◆ PROVIDED INFORMATION ◆
■ ■ ■ ■

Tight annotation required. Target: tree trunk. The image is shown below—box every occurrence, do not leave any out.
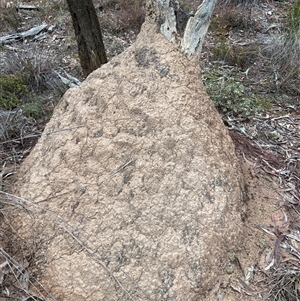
[67,0,107,76]
[147,0,217,57]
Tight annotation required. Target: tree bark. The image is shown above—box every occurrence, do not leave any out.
[67,0,107,76]
[147,0,217,57]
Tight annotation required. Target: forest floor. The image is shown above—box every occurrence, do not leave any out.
[0,0,300,300]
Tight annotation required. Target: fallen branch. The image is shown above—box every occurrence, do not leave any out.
[0,24,48,45]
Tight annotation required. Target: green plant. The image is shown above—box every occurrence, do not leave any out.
[265,265,300,301]
[0,75,28,110]
[0,7,21,31]
[287,0,300,38]
[204,73,271,117]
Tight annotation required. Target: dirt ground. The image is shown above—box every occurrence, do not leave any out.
[0,3,300,301]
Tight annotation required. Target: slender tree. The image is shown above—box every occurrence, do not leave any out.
[67,0,107,76]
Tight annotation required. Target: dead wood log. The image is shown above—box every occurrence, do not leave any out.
[0,24,48,45]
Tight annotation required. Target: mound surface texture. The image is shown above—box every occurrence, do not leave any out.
[17,23,243,301]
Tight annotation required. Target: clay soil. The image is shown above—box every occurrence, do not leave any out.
[0,1,300,301]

■ ■ ■ ■

◆ WHAT TO DO ◆
Please return the entire listing above line for line with no changes, leaving out the picture.

◆ WRITTEN SOLUTION ◆
Tight annotation required. Target: tree trunk. The image is shown below—box every occurrence, do not leave any out.
[67,0,107,76]
[147,0,217,57]
Tight annotation required. Target: tree bark. The image is shown above—box every occurrence, do not leave any out.
[67,0,107,76]
[147,0,217,57]
Tight annotation required. Target: forest floor. The image is shown above—box every occurrence, do not leave any out.
[0,0,300,300]
Tight annotation required. Target: fallen branch. The image is shown above—box every occurrence, do not leave any out.
[0,24,48,45]
Tight annotation required. Target: green plant. The image is shown above—box every occurrence, do not leave any out.
[265,265,300,301]
[0,75,28,110]
[0,7,21,31]
[287,0,300,38]
[204,73,271,117]
Tight annotation required. Target: dirt ground. The image is shown above—box every occurrence, do not leave any out.
[0,3,300,301]
Tight annotation required. Target: slender tree. The image is shown above—box every occurrence, do not leave any out.
[67,0,107,76]
Tight annotation required. Target: dead wood log. The image is shown above—box every occurrence, do not leave any out.
[0,24,48,45]
Tight annotation required. Target: mound surface texture. The image is shown above—box every occurrence, do not leave any out.
[17,23,243,301]
Tight annotation required. Target: clay soil. The image is shown above—box every occurrence, do not leave any out.
[0,1,300,301]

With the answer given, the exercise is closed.